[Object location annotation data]
-- Start --
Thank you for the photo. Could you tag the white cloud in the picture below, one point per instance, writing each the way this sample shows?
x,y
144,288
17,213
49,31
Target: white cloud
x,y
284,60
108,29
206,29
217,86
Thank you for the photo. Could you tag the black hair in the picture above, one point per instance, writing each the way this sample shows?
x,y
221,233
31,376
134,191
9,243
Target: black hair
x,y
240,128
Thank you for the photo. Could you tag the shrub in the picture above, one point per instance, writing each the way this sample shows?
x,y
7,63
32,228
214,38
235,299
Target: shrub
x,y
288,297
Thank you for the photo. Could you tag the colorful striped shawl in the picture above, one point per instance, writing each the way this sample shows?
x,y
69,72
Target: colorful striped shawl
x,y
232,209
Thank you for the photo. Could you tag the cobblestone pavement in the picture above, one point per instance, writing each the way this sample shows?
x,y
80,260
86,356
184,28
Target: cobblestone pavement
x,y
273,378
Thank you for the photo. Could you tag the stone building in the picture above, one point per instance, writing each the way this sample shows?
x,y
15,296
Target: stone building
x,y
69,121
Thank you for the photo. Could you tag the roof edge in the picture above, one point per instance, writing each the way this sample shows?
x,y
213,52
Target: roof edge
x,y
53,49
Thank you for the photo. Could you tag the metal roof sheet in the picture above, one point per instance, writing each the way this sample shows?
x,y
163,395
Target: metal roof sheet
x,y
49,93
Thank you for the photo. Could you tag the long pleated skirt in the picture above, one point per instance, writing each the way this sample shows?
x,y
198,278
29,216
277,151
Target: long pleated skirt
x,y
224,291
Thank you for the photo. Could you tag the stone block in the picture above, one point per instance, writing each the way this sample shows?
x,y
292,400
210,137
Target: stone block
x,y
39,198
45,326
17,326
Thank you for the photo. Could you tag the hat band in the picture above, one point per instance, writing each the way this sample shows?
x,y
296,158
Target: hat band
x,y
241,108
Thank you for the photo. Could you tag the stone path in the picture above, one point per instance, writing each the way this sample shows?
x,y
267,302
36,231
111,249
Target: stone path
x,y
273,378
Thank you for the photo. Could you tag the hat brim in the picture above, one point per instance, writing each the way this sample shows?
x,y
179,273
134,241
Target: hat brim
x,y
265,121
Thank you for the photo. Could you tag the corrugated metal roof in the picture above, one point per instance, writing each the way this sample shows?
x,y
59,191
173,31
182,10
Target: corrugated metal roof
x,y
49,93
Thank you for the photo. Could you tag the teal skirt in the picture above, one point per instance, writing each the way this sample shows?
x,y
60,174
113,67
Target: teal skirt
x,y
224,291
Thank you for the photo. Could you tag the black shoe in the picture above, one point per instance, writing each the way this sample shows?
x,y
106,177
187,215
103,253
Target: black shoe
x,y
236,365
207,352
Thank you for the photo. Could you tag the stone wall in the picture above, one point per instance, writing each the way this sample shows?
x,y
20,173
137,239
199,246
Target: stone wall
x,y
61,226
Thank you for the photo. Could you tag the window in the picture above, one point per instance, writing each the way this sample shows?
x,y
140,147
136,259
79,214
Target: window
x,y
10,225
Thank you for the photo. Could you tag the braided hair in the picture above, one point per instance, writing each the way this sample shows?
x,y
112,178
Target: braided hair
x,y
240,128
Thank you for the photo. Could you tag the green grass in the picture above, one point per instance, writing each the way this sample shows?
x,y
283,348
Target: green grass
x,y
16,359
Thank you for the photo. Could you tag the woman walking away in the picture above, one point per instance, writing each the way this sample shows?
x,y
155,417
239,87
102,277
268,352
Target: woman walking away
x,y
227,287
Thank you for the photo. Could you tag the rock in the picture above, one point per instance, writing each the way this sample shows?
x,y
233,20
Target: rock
-- End --
§ Task description: Copy the rows exactly, from the line containing "Thank you for the photo. Could you tag the green" through the final line of the rows.

§ Answer in full:
Thank you for the photo. Could you tag the green grass in the picture above, one point per instance, writing each the way this sample shows?
x,y
283,348
Target: green grass
x,y
16,359
Thank you for the photo. Could you tag the woman walking away in the picture above, one point per instance, writing each the way this sample shows?
x,y
155,417
239,87
102,277
268,352
Target: woman walking away
x,y
227,287
Thank you for the photo. Could you tag the rock in the picture above, one point per instance, writing each the way this sample shows?
x,y
233,20
Target: rock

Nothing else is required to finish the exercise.